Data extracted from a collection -

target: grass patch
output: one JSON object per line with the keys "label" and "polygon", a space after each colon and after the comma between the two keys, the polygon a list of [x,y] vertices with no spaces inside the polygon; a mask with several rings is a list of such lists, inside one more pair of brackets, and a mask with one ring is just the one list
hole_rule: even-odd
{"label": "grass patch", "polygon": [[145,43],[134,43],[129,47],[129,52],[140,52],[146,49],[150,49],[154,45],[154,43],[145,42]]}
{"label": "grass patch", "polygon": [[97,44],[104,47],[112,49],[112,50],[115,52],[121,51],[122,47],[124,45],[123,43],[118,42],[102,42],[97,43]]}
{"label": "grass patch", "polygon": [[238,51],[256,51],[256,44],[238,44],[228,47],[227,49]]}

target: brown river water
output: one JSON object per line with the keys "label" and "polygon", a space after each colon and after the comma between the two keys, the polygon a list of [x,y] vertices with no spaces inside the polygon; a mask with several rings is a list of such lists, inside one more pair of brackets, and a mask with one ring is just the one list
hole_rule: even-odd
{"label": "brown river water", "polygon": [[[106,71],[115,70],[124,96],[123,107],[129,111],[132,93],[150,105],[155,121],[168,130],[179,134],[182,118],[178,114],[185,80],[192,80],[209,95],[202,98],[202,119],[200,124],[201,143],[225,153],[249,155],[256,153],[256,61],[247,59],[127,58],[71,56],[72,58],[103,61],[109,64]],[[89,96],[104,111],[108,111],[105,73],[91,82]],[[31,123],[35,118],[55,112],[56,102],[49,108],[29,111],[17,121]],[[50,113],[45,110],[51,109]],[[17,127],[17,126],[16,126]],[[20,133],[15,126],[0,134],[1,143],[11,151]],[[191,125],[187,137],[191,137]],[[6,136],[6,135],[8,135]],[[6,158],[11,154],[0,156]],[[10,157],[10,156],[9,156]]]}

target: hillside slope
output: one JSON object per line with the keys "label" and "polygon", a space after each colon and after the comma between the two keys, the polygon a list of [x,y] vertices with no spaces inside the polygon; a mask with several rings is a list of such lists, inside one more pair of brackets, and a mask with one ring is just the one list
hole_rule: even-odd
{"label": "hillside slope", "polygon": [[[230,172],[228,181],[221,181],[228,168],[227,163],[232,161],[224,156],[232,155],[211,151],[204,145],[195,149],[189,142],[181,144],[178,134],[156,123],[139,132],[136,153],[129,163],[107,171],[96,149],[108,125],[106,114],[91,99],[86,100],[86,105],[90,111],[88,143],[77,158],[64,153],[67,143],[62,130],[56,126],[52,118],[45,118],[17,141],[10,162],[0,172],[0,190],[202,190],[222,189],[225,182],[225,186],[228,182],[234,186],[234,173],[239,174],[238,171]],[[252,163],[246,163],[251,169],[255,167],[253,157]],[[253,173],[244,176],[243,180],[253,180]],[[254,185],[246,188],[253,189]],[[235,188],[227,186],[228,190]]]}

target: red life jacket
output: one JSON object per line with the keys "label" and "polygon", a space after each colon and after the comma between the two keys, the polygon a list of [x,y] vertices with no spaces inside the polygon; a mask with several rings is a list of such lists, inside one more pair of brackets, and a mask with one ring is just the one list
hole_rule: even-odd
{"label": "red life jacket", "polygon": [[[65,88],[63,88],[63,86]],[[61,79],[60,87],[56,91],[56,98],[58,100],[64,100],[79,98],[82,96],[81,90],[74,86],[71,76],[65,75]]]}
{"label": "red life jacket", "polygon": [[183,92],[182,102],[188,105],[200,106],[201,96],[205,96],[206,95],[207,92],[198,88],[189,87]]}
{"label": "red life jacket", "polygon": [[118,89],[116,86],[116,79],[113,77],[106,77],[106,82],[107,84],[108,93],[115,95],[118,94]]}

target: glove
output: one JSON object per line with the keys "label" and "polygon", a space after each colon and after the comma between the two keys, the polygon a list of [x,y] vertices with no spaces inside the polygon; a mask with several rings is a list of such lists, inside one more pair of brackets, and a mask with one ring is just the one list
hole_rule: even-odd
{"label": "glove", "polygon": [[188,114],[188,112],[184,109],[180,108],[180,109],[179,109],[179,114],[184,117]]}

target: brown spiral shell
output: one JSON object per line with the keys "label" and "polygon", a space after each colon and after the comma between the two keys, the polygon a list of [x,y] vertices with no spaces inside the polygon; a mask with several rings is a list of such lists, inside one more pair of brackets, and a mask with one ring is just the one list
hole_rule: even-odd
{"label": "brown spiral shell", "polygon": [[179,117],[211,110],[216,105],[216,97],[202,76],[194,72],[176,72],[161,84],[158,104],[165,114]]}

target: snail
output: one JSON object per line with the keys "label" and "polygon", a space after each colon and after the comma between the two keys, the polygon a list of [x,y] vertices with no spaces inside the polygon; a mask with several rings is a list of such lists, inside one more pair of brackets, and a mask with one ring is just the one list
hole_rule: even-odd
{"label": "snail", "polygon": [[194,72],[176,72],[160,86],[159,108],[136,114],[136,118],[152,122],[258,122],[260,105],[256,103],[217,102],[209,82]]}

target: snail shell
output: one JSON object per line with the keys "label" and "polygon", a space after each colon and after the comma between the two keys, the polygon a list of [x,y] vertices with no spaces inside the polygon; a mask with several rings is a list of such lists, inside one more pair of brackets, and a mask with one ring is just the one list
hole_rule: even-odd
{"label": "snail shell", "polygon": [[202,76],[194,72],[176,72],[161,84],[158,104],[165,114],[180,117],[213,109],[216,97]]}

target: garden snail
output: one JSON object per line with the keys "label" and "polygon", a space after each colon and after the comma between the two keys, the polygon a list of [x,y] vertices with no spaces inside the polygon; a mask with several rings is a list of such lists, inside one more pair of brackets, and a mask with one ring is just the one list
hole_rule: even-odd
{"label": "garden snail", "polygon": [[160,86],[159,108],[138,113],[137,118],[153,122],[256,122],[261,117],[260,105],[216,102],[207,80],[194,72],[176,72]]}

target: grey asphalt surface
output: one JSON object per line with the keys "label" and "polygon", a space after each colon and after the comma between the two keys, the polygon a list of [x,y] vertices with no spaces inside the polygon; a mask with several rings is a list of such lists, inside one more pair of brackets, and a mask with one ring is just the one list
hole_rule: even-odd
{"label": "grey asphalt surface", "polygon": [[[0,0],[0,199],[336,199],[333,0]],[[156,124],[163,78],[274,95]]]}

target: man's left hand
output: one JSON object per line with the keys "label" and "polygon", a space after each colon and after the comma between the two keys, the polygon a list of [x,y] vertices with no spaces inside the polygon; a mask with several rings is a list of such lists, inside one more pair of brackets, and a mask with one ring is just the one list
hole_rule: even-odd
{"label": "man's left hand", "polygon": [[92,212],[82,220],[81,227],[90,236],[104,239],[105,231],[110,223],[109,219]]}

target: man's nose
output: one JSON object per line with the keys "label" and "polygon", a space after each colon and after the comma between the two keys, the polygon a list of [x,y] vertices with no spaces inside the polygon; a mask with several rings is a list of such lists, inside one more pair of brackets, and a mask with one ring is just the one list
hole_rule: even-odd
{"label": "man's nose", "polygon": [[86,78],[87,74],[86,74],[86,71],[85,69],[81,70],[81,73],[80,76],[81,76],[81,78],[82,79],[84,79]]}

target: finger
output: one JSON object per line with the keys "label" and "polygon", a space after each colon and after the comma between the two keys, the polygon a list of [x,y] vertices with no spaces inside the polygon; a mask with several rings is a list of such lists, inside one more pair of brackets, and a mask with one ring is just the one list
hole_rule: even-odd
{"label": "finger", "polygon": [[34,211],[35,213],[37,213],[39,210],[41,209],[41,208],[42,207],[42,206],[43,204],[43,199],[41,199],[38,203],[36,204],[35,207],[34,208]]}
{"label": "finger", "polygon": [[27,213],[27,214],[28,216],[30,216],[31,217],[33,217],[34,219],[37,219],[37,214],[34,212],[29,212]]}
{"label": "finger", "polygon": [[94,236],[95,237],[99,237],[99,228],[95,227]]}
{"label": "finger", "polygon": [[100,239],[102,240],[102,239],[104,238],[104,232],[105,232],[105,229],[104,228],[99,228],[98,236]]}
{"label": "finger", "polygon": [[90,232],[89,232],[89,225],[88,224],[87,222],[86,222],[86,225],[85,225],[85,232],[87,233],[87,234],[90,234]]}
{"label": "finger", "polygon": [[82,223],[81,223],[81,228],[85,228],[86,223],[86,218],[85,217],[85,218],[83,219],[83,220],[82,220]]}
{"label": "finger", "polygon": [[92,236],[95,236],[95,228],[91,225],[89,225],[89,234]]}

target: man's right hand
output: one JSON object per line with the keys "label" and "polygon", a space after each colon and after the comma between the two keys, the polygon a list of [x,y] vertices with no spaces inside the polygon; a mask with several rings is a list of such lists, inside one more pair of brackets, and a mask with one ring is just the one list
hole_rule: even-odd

WHAT YOU WILL DO - Starting at the line that contains "target: man's right hand" and running through the end of the records, output those lines as a numbered list, leaving out any blank lines.

RESPONSE -
1. target: man's right hand
2. output: one JSON object per line with the keys "label" and "polygon", a space after each colon and after the comma between the two keys, the polygon a list of [x,y] vertices with no spaces inside the polygon; a mask with several rings is a list of such lists, inside one more pair of brackets, and a mask with one ring is just the one list
3. hole_rule: even-odd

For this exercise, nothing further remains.